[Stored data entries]

• • • • •

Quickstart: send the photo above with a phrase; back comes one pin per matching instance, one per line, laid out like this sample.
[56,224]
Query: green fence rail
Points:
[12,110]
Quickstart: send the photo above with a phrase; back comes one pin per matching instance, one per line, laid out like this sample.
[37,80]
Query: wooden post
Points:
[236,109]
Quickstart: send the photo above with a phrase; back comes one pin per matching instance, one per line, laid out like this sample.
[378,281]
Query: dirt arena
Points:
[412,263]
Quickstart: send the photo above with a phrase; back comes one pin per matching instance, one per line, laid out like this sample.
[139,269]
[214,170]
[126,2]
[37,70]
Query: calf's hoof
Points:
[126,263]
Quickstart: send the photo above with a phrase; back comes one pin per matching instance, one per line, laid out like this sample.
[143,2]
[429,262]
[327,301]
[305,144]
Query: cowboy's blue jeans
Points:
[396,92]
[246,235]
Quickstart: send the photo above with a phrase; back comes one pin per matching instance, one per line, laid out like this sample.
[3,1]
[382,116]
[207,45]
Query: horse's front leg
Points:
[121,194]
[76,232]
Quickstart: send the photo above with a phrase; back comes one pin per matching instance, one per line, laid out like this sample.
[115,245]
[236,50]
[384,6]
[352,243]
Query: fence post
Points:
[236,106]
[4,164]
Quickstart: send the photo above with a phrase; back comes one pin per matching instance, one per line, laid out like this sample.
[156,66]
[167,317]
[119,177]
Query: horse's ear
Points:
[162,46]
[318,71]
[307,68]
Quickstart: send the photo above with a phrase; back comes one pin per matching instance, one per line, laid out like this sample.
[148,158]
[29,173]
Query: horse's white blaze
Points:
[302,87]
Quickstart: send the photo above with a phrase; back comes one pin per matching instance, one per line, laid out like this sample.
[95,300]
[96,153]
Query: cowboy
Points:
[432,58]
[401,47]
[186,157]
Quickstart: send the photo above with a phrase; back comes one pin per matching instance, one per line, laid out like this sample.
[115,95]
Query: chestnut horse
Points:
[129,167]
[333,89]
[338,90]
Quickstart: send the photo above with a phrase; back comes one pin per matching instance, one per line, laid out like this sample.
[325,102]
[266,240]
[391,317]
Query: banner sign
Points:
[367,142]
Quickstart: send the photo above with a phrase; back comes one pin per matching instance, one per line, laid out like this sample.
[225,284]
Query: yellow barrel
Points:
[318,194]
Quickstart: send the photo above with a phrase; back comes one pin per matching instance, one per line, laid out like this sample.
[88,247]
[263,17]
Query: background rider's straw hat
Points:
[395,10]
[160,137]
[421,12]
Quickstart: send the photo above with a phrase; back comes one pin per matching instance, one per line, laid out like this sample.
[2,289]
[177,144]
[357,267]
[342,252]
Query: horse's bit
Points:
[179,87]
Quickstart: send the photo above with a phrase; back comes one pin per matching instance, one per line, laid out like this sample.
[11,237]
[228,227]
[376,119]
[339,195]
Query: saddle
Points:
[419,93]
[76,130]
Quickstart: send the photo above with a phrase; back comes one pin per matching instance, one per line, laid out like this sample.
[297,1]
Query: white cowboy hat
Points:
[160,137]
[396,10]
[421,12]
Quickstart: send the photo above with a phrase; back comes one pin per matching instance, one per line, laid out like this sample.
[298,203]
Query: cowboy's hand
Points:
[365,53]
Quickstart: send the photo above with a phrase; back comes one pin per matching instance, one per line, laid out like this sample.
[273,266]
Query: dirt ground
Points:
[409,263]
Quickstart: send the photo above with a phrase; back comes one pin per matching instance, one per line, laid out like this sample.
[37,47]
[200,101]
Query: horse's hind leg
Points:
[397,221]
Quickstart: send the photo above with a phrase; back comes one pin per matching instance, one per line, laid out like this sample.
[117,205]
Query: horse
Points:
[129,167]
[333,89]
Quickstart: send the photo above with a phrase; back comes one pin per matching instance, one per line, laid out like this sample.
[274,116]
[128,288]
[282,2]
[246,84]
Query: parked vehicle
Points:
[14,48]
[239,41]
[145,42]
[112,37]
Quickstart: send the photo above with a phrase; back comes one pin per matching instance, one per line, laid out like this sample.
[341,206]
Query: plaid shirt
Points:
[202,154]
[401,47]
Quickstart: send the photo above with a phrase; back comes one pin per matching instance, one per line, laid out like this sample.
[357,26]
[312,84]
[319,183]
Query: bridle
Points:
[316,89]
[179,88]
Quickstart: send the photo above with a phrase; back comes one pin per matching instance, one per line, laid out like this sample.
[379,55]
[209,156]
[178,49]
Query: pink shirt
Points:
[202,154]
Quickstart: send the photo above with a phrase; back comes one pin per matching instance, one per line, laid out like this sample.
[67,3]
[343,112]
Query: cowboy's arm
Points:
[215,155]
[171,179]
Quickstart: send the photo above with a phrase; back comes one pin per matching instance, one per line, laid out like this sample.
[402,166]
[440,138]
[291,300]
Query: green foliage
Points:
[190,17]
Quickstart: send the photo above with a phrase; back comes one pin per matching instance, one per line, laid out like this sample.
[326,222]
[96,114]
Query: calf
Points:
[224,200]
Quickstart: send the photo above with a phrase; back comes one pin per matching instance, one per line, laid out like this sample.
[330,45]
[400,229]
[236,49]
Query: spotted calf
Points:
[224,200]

• • • • •

Problem description
Reproduce each record exactly as it appears.

Exercise result
Quickstart: send the photo above with a phrase; back comes one pin per matching instance, one per line, laid out like this sample.
[56,224]
Query: green fence rail
Points:
[12,110]
Quickstart: send the photo above with a phrase; back comes one pin per matching instance, one per line, laid out like this sample.
[37,80]
Query: wooden post
Points:
[236,109]
Quickstart: send the photo above with a phrase; back comes one pin per matching instance, one per line, laid out like this sample.
[378,281]
Query: dirt arena
Points:
[412,263]
Quickstart: send the photo above with a phrase; back comes one pin per matching instance, one per line, laid out like this sample.
[139,269]
[214,170]
[126,2]
[37,70]
Query: calf's hoof
Points:
[126,263]
Quickstart: send the photo above with a phrase; back comes one pin per matching instance, one per line, laid out like this sample.
[143,2]
[429,262]
[327,301]
[305,144]
Query: cowboy's blue jeans
Points:
[396,92]
[246,235]
Quickstart: send the photo above with a phrase; back comes one pin per matching instance, one per line, laid out like this sample.
[3,1]
[382,116]
[207,45]
Query: horse's front leg
Points:
[121,194]
[76,232]
Quickstart: send the photo above with a phrase; back comes one pin per matching instance, one per line, laid out like this sample.
[115,245]
[236,50]
[384,6]
[352,243]
Query: fence post
Points:
[236,106]
[4,164]
Quickstart: send the photo above with a phrase; back comes one pin per matching instance, one per line, laid out like this sample.
[156,66]
[167,317]
[119,177]
Query: horse's ear
Points:
[162,46]
[318,71]
[307,68]
Quickstart: send the photo above with a phrase; back comes one pin per matching instance, one per line, laid out like this sample.
[148,158]
[29,173]
Query: horse's white blaze
Points:
[302,87]
Quickstart: send the photo above with a phrase; back comes one pin per matching instance, one per line, laid out like this sample.
[95,300]
[96,153]
Query: cowboy
Points:
[432,58]
[401,47]
[186,157]
Quickstart: send the photo above with a phrase; back comes one pin per matching instance, one per line, laid out like this sample.
[115,95]
Query: chestnut horse
Points:
[129,167]
[333,89]
[338,90]
Quickstart: send the photo above with a phrase; back comes one pin per matching instance, one per line, laid out like this sample.
[325,102]
[266,240]
[391,317]
Query: banner sign
Points:
[367,142]
Quickstart: send the photo above with a phrase; back comes one pin per matching instance, one per line, laid out like this sample.
[225,284]
Query: yellow barrel
Points:
[318,194]
Quickstart: send the photo above with a phrase; back comes one pin per matching instance, one per line, laid out like this sample.
[88,247]
[263,17]
Query: background rider's straw hat
Points:
[395,10]
[160,137]
[421,12]
Quickstart: send the photo above with a phrase; back comes one pin per matching instance, one per line, laid out like this sample.
[2,289]
[177,144]
[357,267]
[342,252]
Query: horse's bit
Points:
[179,87]
Quickstart: send the photo above with a phrase; back comes one pin per matching instance, one per line, laid out like this sample.
[11,237]
[228,227]
[376,119]
[339,195]
Query: saddle
Points:
[419,93]
[76,130]
Quickstart: send the photo above with a phrase; back comes one pin per matching instance, one per line, laid out like this sample.
[297,1]
Query: white cowboy hat
Points:
[160,137]
[396,10]
[421,12]
Quickstart: send the photo above with a phrase; back comes one pin per matching instance, one per line, laid out like this sample.
[298,203]
Query: cowboy's hand
Points:
[365,53]
Quickstart: send the photo above with a phrase; back comes one pin per matching instance, one per line, laid out like this sample.
[273,266]
Query: dirt ground
Points:
[409,263]
Quickstart: send the photo above with a phrase; back comes one pin per matching instance, one per line, laid out like this sample.
[37,47]
[200,101]
Query: horse's hind leg
Points:
[397,221]
Quickstart: send the photo above with a phrase; back comes one pin per matching instance, one per line, laid out like this sample.
[117,205]
Query: horse
Points:
[129,167]
[333,89]
Quickstart: send the photo above with a phrase; back comes one pin per matching instance, one per line, laid out like this sample.
[274,116]
[128,288]
[282,2]
[246,84]
Query: parked vehicle
Points:
[14,48]
[239,41]
[145,42]
[112,37]
Quickstart: send the photo above with a phrase; back comes one pin per matching instance, one per line, laid out like this sample.
[341,206]
Query: plaid shirt
Points:
[202,154]
[401,47]
Quickstart: send the photo above with a phrase; back comes one pin per matching instance, one per line, laid out like this sample.
[357,26]
[312,84]
[319,183]
Query: bridle
Points:
[316,89]
[179,88]
Quickstart: send the photo above with a phrase; back comes one pin per matching instance, one per line, laid out like this sample.
[379,55]
[209,156]
[178,49]
Query: pink shirt
Points:
[202,154]
Quickstart: send the photo above with a phrase; back comes one pin per matching instance, one per line, laid out like this sample.
[67,3]
[343,112]
Query: cowboy's arm
Points:
[215,155]
[171,179]
Quickstart: send the photo above with a phrase; back comes one pin per matching instance, one per line, laid out like this sample.
[402,166]
[440,138]
[291,300]
Query: green foliage
Points:
[190,17]
Quickstart: send the photo above with a phrase; back comes one pin per matching instance, one per line, laid out like this sample.
[326,222]
[96,114]
Query: calf
Points:
[224,200]
Quickstart: send the photo above with a phrase; back comes one pin per matching instance, one per line, laid out like this sample.
[330,45]
[400,229]
[236,49]
Query: spotted calf
Points:
[224,200]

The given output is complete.